▸ **Problem statement**
Could you please return each line of the data that has the word "trace"?

====== Source records

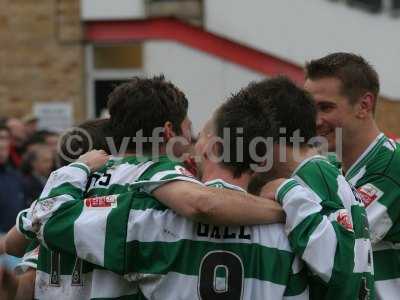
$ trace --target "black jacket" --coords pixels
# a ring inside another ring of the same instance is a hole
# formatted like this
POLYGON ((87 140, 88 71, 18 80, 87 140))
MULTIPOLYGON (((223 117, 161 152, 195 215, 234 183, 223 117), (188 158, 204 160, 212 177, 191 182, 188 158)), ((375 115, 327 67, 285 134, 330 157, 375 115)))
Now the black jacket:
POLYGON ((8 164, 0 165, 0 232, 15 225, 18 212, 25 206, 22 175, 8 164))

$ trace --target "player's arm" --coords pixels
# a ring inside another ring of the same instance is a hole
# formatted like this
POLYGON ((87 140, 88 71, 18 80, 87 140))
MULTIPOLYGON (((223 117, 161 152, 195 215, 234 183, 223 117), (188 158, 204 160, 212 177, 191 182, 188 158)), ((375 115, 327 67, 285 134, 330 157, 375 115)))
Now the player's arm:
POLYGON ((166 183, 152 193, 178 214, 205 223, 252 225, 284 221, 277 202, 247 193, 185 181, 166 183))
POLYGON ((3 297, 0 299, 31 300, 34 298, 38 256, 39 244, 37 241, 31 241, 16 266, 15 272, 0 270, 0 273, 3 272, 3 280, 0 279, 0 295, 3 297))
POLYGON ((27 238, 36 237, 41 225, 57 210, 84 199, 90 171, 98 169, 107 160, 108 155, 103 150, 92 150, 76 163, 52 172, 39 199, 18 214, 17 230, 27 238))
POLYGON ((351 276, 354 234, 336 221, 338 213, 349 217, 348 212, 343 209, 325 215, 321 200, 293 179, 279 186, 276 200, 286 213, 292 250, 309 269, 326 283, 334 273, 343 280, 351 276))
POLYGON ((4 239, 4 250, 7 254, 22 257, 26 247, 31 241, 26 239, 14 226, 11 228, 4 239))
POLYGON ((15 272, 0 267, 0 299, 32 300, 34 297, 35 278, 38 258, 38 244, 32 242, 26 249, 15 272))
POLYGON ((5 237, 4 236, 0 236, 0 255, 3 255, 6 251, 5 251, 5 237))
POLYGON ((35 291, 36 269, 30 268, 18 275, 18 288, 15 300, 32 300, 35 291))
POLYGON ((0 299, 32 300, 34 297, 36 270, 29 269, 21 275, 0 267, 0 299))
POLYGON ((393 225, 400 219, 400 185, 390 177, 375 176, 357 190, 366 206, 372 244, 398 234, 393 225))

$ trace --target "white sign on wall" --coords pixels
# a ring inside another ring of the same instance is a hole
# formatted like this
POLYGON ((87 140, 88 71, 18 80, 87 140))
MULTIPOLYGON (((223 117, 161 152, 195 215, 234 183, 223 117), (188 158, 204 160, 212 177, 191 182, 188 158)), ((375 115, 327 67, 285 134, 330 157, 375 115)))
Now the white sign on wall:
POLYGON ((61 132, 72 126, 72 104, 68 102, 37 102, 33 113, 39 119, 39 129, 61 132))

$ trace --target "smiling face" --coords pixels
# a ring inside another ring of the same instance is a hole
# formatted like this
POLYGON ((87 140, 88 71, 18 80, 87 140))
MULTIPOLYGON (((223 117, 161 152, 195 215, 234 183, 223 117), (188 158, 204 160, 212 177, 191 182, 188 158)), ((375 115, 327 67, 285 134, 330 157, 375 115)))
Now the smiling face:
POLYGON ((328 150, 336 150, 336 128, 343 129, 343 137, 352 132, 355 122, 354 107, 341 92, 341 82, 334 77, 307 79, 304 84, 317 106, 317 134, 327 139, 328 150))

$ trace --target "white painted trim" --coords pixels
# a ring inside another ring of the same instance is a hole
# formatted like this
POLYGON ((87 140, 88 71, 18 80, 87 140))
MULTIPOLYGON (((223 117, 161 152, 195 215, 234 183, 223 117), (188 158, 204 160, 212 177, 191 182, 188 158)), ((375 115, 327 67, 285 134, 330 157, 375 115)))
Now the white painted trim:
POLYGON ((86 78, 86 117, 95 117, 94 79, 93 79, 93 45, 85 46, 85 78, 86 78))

============

▸ **Task solution**
$ trace --target "black jacket" --coords pixels
$ trace --target "player's arm" --coords pixels
$ trace --target "white sign on wall" --coords pixels
$ trace --target "smiling face" --coords pixels
$ trace --target "white painted trim" --coords pixels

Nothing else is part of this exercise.